Segment Start: Source material
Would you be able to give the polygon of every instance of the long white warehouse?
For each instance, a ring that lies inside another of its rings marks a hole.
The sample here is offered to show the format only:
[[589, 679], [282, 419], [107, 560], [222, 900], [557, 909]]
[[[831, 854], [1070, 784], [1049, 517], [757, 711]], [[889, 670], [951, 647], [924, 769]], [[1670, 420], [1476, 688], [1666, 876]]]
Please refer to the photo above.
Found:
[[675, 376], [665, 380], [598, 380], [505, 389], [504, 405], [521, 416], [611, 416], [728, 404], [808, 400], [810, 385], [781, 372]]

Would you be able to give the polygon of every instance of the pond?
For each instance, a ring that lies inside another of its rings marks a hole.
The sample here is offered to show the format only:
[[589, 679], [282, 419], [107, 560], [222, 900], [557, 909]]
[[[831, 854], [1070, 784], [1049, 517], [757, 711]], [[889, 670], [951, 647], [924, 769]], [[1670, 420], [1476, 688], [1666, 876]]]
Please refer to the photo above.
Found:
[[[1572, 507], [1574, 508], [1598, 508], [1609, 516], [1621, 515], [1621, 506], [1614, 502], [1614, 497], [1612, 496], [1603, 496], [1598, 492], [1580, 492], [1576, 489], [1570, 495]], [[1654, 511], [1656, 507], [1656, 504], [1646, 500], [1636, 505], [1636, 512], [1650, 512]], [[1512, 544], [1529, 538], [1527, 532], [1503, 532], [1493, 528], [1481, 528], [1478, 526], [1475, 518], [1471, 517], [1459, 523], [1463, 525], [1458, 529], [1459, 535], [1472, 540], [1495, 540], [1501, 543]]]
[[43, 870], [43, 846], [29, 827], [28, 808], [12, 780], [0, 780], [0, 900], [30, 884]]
Segment End: Source material
— Task —
Please copy each line above exactly as written.

— Answer for this exercise —
Would you be able to give the polygon of every instance of the long white warehouse?
For each instance, a ring that lies inside another of its rings marks a hole.
The sample here is offered to show the format only:
[[589, 679], [282, 419], [107, 560], [222, 900], [557, 909]]
[[[831, 854], [1070, 784], [1049, 517], [757, 711]], [[889, 670], [951, 647], [924, 769]], [[1670, 420], [1476, 688], [1666, 876]]]
Please refer to the photo above.
Found:
[[675, 376], [665, 380], [598, 380], [505, 389], [504, 405], [521, 416], [611, 416], [728, 404], [808, 400], [810, 385], [781, 372]]

Would you be able to give the polygon of every instance of the pond?
For each instance, a ring that lies inside another of its rings marks a hole.
The sample here is offered to show the format only:
[[589, 679], [282, 419], [107, 560], [222, 900], [557, 909]]
[[[831, 854], [1070, 784], [1049, 517], [757, 711]], [[889, 670], [951, 647], [924, 769]], [[1670, 420], [1476, 688], [1666, 876]]]
Please refer to the photo above.
Found:
[[[1572, 507], [1574, 508], [1598, 508], [1609, 516], [1621, 515], [1621, 506], [1614, 502], [1614, 497], [1612, 496], [1603, 496], [1598, 492], [1580, 492], [1576, 489], [1570, 495]], [[1654, 511], [1656, 507], [1656, 504], [1646, 500], [1636, 505], [1636, 512], [1650, 512]], [[1512, 544], [1529, 538], [1527, 532], [1503, 532], [1493, 528], [1481, 528], [1478, 526], [1475, 518], [1471, 517], [1459, 523], [1463, 525], [1458, 529], [1459, 535], [1472, 540], [1495, 540], [1501, 543]]]
[[43, 870], [43, 846], [29, 827], [28, 808], [12, 780], [0, 780], [0, 900], [30, 884]]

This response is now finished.